(Location identification entries)
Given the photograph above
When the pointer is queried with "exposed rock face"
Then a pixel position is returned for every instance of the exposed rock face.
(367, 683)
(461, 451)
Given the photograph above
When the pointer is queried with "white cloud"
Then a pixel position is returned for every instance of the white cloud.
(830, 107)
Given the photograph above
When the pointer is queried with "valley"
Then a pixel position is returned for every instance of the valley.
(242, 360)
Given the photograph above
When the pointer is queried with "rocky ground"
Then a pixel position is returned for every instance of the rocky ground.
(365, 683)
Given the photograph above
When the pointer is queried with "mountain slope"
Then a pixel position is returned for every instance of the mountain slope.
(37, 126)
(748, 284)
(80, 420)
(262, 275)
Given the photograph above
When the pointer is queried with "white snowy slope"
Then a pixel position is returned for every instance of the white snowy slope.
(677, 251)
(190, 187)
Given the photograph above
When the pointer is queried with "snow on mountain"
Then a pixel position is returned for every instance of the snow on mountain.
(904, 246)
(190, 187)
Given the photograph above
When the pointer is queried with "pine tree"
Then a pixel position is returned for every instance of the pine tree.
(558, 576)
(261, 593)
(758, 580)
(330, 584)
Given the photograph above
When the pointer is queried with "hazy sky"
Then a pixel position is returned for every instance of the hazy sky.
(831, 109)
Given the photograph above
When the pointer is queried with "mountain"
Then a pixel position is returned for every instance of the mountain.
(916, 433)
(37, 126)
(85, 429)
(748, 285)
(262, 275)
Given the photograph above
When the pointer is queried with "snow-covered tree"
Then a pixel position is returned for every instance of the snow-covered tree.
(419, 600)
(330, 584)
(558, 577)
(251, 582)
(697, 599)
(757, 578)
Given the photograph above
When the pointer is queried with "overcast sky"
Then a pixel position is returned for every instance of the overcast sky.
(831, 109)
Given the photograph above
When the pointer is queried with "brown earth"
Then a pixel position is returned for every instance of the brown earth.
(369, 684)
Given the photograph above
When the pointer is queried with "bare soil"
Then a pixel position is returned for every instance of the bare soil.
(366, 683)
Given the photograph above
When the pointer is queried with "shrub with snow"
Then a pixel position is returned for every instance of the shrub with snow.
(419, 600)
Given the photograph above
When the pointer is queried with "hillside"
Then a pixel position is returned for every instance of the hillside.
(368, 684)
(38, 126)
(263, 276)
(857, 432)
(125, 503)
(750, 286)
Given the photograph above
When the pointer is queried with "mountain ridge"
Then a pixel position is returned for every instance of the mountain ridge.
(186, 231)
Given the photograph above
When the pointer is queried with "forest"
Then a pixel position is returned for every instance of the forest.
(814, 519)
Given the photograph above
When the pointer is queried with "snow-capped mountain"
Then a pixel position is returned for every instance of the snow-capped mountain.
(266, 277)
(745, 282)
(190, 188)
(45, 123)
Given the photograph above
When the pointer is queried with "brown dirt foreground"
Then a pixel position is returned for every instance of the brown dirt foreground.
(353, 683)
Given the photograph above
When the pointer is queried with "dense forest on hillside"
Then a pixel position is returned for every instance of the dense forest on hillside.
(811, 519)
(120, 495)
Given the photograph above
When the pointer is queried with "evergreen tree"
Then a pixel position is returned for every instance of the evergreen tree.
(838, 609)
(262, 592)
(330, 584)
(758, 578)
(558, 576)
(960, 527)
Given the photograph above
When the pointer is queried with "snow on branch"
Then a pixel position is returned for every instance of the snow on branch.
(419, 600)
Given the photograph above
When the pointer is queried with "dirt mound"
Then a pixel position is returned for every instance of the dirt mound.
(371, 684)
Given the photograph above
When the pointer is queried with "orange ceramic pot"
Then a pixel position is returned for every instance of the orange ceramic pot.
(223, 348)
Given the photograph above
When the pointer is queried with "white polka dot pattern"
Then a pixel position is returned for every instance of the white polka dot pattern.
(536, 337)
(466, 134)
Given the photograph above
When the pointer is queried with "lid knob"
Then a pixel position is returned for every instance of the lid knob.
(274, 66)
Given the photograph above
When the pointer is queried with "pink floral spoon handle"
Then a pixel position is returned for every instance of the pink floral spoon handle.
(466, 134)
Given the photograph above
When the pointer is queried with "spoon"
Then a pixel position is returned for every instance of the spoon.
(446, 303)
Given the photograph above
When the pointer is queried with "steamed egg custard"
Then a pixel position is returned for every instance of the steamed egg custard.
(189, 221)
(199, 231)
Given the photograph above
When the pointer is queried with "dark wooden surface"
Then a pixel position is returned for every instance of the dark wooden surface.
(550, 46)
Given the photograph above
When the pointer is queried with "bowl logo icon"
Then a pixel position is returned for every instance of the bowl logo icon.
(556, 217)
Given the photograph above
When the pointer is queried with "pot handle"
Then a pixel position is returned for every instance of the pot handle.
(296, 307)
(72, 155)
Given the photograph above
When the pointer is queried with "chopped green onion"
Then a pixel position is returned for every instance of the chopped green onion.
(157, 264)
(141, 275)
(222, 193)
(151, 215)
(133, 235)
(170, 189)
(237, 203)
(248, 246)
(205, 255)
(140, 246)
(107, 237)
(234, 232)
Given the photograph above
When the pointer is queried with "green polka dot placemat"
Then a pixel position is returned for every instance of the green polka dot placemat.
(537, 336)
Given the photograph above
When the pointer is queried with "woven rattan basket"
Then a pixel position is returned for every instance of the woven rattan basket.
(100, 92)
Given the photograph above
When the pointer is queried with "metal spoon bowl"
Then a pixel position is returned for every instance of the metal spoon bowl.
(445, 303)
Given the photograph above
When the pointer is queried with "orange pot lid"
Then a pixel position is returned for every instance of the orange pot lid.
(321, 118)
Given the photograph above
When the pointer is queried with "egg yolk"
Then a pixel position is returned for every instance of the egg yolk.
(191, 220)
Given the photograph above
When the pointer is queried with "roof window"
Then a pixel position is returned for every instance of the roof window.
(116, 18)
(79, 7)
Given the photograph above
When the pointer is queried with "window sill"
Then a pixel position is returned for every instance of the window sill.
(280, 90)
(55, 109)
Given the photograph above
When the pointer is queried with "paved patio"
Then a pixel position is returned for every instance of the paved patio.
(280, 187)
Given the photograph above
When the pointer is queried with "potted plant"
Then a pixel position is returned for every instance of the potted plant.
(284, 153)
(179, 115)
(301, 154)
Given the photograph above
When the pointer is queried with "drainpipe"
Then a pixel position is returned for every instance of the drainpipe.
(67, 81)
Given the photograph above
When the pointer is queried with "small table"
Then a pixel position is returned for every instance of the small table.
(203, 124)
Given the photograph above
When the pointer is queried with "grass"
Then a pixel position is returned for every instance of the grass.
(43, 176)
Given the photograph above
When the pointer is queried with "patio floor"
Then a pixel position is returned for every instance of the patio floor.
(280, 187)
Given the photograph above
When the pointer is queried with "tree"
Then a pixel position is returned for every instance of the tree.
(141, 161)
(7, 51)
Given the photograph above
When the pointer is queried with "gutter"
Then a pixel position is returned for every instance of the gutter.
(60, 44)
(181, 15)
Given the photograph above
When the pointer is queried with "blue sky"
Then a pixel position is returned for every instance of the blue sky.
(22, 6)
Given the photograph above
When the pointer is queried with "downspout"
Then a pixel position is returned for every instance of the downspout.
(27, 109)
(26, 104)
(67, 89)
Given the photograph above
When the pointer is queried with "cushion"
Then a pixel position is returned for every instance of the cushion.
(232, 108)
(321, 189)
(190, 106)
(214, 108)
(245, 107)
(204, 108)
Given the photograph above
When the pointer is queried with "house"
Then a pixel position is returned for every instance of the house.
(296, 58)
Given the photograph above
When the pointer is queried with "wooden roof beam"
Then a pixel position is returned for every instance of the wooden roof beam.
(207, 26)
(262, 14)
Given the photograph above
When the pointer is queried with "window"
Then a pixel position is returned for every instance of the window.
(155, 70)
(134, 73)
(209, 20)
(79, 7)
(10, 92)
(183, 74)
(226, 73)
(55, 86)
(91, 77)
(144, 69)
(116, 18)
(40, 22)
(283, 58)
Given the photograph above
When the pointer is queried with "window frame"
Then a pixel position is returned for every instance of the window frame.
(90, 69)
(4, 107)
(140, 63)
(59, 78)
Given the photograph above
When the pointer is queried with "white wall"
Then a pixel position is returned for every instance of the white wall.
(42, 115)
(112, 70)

PROBLEM DESCRIPTION:
Collect every line of the material above that contains the string "pink". Case matters.

WORKED ANSWER:
When the pointer is queried with "pink floral spoon handle"
Then a pixel position is returned for every instance of the pink floral spoon handle.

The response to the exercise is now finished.